Então, como um pensador cristão “vive em conformidade com Deus”? Em outras palavras, o que se encaixa no âmbito específico da vida intelectual que traz glória a Deus? Dois aspectos fundamentais estão envolvidos: aprender a verdade e falar a verdade. Em minha opinião, esses dois temas são mais bem representados quando concatenados em uma única expressão: viver na verdade.

Viver na verdade

A expressão “viver na verdade” não vem da Bíblia ou de uma teologia propriamente cristã, mas das reflexões profundas de Václav Havel, um dos mais louváveis intelectuais do século 20.[6] Embora rejeite uma fé especificamente cristã, seus ensaios e cartas da prisão revelam uma compreensão basicamente teísta dos fundamentos transcendentes da moralidade. Se há hoje qualquer consciência moral na política internacional, ela se deve a ele e a seus escritos. Discursando perante uma sessão conjunta do Congresso dos Estados Unidos, Havel desafiou os políticos mais bem sucedidos da América a aceitarem sua responsabilidade moral:

O único cerne de todas as nossas ações — para serem consideradas morais — é a responsabilidade. Responsabilidade para com algo mais elevado do que minha família, meu país, minha empresa, meu êxito. Responsabilidade para com a ordem do ser, em que todas as nossas ações são indelevelmente registradas e em que, e somente em que, elas serão corretamente julgadas.

**Dados brutos:**

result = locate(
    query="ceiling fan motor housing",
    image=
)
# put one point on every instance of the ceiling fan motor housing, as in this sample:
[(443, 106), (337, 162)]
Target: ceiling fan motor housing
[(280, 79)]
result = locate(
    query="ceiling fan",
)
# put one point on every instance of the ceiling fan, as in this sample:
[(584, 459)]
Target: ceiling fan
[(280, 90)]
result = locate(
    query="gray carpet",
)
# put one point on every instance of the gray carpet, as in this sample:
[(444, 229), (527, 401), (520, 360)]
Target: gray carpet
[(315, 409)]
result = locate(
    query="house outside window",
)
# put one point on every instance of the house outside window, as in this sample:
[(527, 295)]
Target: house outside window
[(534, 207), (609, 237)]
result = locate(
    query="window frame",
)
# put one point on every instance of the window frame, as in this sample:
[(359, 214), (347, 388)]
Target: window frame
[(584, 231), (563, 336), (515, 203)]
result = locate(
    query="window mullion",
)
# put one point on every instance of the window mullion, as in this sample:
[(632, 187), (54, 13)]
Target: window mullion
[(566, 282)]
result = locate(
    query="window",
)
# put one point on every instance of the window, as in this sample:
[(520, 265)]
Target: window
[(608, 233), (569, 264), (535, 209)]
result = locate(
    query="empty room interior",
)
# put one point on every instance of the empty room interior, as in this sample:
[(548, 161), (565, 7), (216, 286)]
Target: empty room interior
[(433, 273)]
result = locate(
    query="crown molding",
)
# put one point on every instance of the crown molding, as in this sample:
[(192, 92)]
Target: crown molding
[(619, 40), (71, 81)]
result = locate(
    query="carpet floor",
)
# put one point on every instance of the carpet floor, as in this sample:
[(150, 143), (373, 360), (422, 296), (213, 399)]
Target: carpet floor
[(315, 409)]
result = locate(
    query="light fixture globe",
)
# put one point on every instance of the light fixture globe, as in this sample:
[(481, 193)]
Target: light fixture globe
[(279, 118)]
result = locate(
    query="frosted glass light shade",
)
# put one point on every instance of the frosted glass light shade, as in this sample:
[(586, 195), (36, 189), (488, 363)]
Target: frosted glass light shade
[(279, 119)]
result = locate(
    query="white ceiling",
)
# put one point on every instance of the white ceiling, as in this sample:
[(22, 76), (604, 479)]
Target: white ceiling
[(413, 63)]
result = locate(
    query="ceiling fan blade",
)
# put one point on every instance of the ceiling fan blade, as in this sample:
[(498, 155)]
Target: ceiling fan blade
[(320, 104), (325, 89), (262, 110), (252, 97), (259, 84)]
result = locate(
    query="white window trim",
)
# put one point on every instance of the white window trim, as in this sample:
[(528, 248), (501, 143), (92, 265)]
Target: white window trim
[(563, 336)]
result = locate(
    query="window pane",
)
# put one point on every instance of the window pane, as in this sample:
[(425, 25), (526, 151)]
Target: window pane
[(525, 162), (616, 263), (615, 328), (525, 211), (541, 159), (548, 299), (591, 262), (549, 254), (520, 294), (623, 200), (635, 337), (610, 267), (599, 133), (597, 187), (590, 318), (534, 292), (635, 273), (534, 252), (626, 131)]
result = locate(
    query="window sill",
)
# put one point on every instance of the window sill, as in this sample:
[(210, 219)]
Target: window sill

**Objetivo:**
Repita sem alterações a parte do trecho sobre viver na verdade que começa nas palavras "O único cerne" e vai até depois de "serão corretamente julgadas.".

**Resposta abaixo:**
O único cerne de todas as nossas ações — para serem consideradas morais — é a responsabilidade. Responsabilidade para com algo mais elevado do que minha família, meu país, minha empresa, meu êxito. Responsabilidade para com a ordem do ser, em que todas as nossas ações são indelevelmente registradas e em que, e somente em que, elas serão corretamente julgadas.